Problem requirements — Can you rename "photograph" to "image" everywhere in the material below, keep every other word the same, and leave the pictures out?

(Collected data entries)
※ ※ ※
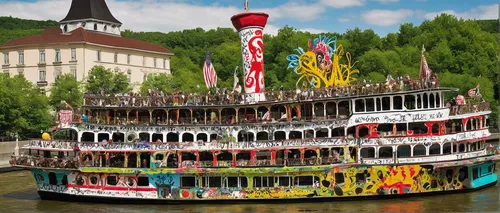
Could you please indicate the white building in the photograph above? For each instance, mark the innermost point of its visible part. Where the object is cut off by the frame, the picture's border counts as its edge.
(88, 36)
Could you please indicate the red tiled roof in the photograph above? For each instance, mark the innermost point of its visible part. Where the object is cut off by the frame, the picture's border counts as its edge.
(55, 36)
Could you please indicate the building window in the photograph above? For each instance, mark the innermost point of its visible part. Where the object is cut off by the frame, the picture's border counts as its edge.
(21, 58)
(42, 56)
(57, 73)
(74, 73)
(6, 58)
(58, 55)
(73, 54)
(41, 75)
(129, 73)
※ ※ ※
Full output —
Could you please indicate the white building in the image above? For each instance, mark the innermost point of its visible part. Where the object is cut off by the frame, the picture's border counts as its edge.
(88, 36)
Could you please indicate the red tiled roof in the image above? For each instance, mark the innermost point of its visible part. Where the object is cut off by the frame, the picture's border counts as its edge.
(55, 36)
Could you please indicate the building window in the image above? For each instance, mark the innermost point of its visible part. Where the object is cut off by the frame, the picture's border counts as its edge.
(21, 58)
(42, 56)
(57, 73)
(74, 73)
(6, 58)
(58, 55)
(73, 54)
(41, 75)
(129, 73)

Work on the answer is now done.